BEGIN DATA TO USE

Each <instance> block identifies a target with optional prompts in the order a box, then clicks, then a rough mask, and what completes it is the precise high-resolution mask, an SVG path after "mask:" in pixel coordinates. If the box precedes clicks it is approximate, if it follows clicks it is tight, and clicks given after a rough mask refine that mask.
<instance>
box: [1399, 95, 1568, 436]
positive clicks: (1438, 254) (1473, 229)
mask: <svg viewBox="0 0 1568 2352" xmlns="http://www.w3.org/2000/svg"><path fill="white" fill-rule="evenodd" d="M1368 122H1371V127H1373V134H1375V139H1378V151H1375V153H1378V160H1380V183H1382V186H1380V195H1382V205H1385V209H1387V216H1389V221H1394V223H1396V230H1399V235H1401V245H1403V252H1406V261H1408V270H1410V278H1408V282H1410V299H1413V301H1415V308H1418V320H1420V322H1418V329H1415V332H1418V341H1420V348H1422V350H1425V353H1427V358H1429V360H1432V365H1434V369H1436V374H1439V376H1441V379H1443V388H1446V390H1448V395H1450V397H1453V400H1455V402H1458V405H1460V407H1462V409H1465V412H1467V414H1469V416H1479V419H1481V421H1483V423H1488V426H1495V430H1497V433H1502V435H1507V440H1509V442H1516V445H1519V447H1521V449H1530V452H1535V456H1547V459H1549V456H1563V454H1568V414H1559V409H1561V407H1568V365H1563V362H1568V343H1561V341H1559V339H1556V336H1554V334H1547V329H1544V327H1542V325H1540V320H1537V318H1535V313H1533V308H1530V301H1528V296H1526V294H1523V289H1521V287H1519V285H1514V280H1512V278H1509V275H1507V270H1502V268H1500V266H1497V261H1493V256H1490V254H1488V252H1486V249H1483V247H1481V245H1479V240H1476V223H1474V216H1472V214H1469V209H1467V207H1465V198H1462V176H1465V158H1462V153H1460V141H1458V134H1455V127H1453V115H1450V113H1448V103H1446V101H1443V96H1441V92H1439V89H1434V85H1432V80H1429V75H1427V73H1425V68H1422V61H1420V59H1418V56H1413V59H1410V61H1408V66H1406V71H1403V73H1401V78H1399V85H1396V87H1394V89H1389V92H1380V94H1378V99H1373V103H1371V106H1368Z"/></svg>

END DATA TO USE

--- WORK ITEM ---
Print the first line of the records above and each line after it, exactly, through the line with "box: [1399, 95, 1568, 436]".

--- REPLY ---
Each <instance> block identifies a target with optional prompts in the order a box, then clicks, then a rough mask, and what completes it is the precise high-resolution mask, an SVG path after "mask:" in pixel coordinates. If the box precedes clicks it is approximate, if it follows clicks it is tight, and clicks given after a rough mask refine that mask.
<instance>
box: [1399, 95, 1568, 436]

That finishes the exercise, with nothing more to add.